Given instruction — Your output must consist solely of the lines from the one containing "Objective — one point on each instance of the chain-link" through the end of the records, reproduced exactly.
* BEGIN Supplied information *
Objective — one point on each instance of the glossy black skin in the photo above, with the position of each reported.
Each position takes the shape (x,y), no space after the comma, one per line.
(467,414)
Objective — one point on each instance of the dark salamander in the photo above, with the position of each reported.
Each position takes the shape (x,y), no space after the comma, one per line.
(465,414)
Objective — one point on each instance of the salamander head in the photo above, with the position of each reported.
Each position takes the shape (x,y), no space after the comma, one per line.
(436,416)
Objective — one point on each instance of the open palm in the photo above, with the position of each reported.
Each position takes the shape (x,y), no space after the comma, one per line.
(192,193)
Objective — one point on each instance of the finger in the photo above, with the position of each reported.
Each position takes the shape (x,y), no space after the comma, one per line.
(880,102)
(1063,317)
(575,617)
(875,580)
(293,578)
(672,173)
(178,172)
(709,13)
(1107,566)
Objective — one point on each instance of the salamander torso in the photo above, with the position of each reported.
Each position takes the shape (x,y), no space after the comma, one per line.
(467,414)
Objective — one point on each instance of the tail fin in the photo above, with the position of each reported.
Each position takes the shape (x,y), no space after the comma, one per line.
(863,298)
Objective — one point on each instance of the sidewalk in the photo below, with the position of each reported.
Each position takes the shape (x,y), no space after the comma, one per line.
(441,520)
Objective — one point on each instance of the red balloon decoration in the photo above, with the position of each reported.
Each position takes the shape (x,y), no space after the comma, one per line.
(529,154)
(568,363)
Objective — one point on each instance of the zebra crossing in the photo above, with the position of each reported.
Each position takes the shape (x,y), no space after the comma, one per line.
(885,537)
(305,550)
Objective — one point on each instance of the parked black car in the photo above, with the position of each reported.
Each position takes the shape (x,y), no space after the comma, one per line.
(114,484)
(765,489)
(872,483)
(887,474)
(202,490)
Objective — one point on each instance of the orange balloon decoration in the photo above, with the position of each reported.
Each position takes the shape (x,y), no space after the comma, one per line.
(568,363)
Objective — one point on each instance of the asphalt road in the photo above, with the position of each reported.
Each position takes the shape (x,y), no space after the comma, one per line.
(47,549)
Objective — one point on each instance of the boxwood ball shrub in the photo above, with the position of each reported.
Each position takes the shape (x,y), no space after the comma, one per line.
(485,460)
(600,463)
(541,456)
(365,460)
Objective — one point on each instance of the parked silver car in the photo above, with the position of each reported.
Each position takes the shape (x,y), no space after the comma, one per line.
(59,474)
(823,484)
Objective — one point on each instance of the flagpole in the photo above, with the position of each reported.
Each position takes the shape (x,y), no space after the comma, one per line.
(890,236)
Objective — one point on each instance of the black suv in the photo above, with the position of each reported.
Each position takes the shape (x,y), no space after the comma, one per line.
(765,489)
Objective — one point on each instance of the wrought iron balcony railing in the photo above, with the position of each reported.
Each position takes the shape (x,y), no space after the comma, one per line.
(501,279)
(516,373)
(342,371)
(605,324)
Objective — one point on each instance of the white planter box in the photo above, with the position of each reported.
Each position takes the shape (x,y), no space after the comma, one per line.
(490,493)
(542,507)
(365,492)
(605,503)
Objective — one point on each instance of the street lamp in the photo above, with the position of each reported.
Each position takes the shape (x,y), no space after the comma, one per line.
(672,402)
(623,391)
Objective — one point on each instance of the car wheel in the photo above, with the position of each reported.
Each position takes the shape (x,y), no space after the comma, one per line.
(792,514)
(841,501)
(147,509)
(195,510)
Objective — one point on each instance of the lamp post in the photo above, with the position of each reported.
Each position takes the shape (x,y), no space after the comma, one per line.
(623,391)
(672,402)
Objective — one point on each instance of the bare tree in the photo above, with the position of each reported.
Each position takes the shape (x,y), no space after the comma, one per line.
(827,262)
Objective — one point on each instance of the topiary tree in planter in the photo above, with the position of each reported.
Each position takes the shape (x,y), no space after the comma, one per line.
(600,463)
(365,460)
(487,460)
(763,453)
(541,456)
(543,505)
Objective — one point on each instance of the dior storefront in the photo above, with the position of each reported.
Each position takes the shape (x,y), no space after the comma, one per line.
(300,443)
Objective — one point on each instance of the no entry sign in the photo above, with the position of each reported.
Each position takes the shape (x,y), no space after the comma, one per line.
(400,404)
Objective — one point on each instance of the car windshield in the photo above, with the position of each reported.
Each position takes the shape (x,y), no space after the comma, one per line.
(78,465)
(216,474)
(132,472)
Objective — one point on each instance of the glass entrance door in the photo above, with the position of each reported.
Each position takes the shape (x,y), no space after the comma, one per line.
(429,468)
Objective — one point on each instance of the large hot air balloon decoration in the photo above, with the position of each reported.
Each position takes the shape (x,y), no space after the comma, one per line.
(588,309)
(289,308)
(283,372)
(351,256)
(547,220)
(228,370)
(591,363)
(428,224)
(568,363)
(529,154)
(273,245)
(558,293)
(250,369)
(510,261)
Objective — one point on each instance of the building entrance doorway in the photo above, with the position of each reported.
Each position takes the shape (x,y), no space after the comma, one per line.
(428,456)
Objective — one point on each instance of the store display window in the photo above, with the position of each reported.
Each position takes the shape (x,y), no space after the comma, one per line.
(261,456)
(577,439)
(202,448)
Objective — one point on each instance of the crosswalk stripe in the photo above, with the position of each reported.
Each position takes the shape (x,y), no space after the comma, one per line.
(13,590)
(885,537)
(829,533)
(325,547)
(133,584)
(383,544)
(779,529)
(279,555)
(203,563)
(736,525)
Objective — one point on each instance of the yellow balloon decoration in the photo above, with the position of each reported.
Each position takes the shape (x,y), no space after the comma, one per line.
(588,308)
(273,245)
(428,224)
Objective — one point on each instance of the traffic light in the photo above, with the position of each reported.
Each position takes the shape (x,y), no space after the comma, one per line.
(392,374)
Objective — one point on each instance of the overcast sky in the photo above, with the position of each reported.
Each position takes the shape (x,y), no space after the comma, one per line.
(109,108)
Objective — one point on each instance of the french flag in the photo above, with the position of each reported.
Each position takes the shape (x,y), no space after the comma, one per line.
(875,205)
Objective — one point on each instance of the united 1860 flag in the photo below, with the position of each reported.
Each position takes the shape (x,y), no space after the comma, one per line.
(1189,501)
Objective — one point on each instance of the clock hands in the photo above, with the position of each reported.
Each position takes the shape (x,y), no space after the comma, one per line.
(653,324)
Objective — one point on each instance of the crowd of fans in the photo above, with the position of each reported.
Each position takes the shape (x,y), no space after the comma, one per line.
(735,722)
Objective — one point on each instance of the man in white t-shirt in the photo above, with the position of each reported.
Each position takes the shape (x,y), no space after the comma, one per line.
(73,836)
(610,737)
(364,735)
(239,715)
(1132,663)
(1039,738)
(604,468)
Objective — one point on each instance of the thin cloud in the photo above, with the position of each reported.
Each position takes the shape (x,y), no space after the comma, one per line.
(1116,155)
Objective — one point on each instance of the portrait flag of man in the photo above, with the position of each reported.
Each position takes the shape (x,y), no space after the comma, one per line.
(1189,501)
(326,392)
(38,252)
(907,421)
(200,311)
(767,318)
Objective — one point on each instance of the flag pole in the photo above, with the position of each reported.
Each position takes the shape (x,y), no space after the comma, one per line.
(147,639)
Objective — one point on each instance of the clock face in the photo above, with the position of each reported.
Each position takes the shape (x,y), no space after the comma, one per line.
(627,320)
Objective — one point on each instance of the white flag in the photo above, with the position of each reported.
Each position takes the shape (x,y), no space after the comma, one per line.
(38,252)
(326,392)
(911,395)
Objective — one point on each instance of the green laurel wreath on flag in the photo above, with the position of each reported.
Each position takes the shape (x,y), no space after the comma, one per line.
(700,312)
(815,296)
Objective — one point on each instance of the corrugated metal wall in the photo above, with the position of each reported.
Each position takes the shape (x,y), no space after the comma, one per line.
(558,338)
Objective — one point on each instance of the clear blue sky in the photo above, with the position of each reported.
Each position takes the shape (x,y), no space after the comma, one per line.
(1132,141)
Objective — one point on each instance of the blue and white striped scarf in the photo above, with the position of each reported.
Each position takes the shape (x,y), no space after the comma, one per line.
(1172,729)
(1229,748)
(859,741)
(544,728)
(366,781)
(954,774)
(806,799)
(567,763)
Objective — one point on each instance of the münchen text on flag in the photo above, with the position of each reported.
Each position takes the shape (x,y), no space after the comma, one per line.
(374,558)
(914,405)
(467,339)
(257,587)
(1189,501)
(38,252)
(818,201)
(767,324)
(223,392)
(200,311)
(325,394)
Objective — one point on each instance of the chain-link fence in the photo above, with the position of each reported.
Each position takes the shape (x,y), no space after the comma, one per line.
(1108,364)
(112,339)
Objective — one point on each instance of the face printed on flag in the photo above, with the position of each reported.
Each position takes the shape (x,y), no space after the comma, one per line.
* END Supplied information *
Task result —
Objective — one point on each instance of the chain-link fence in the photo above, with the position of each reported.
Each position takes the shape (x,y), no space after the comma, one per line.
(1108,364)
(112,339)
Objective — one point on each instance of the face printed on flag in the photo above, with the position of each reported.
Each position takes the shape (x,y), no space after the comma, one per line.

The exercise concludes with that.